WHAT NEEDS TO BE DONE: Please extract every line of the material below that contains the word "eyeglasses". Copy each one unchanged.

:: DATASET EXCERPTS ::

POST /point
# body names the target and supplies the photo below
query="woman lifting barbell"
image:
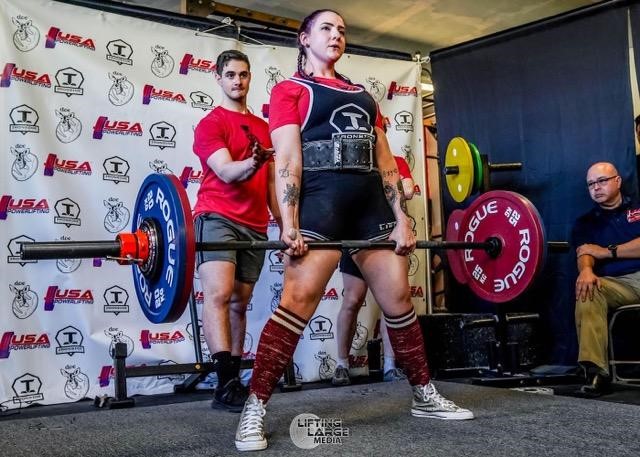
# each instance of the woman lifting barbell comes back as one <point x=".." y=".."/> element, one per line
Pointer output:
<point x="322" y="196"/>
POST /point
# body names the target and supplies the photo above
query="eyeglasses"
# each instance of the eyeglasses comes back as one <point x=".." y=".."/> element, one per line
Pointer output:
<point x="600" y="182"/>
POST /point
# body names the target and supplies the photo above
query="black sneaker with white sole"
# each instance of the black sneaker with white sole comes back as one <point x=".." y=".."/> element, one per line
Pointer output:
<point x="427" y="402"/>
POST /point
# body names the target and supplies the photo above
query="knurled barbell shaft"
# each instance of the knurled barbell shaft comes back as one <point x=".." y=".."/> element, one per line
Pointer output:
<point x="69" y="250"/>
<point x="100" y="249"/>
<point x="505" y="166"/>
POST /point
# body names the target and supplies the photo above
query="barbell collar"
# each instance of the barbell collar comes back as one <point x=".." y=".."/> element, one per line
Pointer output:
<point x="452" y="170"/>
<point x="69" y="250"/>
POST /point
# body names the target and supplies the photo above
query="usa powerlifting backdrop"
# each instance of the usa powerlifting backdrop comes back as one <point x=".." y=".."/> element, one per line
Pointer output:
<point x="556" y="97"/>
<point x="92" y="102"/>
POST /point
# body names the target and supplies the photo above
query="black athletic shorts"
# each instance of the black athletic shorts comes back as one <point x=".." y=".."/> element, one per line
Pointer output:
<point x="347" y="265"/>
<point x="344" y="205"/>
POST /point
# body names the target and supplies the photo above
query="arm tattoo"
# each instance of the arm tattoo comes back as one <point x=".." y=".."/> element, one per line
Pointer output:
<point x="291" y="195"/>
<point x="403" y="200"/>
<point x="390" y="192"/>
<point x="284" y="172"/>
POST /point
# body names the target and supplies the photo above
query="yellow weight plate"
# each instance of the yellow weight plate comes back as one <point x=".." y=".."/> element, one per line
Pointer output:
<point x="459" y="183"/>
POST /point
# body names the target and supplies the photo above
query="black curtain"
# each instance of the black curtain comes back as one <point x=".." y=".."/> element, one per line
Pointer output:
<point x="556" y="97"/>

:::

FULL ANSWER:
query="eyeglasses"
# each instance of the eyeglasses comes back as one <point x=".." y=".."/> element, one per line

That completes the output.